● **What is needed**
Filter the rows below, keeping every line that contains the word "white", and copy those lines out.

(Named object pointing rows)
▶

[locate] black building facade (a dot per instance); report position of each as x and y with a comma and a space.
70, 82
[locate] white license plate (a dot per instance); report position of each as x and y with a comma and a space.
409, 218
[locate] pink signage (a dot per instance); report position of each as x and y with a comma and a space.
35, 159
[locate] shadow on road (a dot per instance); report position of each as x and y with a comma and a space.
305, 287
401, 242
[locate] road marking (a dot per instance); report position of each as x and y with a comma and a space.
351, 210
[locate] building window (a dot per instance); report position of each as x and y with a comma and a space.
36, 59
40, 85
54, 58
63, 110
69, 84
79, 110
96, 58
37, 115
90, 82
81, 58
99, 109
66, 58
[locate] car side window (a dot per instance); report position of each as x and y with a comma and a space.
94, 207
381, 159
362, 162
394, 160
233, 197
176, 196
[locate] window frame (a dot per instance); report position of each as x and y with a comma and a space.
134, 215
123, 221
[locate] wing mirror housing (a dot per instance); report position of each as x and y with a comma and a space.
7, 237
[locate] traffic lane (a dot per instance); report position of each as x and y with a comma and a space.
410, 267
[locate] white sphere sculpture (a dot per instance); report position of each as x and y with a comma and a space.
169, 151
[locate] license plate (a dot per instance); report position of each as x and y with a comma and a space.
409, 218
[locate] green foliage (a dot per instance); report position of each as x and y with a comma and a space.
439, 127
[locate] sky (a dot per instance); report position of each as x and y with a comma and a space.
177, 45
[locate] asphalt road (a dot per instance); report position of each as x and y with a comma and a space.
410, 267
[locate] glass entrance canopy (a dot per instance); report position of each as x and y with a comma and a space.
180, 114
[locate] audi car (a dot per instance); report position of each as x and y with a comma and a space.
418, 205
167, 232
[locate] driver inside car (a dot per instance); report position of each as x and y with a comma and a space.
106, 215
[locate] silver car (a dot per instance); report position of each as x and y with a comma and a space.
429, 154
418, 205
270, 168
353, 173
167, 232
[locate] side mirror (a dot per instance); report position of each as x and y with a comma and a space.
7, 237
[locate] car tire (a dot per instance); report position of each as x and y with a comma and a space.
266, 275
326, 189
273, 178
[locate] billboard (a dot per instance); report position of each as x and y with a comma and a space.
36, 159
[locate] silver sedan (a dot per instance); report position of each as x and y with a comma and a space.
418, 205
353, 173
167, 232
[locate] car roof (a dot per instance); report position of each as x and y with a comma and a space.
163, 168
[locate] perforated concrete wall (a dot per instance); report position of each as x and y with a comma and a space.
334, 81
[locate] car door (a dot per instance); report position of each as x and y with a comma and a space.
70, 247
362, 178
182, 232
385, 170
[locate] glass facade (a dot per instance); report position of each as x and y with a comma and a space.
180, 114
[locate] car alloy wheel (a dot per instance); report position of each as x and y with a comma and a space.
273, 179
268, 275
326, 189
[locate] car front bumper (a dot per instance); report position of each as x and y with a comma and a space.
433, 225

◀
▶

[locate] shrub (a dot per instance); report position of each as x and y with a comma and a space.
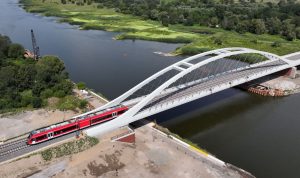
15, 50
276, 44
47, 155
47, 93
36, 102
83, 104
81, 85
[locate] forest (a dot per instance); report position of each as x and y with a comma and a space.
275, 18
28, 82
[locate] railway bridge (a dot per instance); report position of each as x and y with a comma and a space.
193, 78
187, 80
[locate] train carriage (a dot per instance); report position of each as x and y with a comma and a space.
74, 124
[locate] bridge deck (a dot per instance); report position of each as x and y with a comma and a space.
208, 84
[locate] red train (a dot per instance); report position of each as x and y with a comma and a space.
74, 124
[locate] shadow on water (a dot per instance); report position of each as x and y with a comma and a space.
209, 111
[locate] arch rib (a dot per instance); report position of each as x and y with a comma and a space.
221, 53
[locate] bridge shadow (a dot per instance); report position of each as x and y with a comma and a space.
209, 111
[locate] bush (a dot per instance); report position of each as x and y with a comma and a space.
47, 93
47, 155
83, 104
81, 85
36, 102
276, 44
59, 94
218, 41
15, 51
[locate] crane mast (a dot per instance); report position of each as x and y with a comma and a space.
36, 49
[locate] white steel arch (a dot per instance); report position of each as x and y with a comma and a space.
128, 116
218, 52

◀
▶

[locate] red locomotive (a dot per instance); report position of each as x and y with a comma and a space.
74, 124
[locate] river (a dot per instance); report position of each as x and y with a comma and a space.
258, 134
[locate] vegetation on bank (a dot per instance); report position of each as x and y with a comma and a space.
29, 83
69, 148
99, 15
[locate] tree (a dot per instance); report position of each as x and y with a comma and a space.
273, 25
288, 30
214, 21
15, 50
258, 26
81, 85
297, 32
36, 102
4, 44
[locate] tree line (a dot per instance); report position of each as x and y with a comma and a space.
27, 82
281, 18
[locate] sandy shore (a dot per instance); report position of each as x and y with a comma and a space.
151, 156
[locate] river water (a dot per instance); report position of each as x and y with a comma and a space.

◀

● **The solution**
[locate] white license plate (a dot per instance); report position of each as x and y with a comma and a space.
[locate] white sphere sculpture (a dot per instance); report position of each as x and y with a comma and a space.
[locate] white steel arch (a dot per instance); report position of each as x and y with a comma and a space.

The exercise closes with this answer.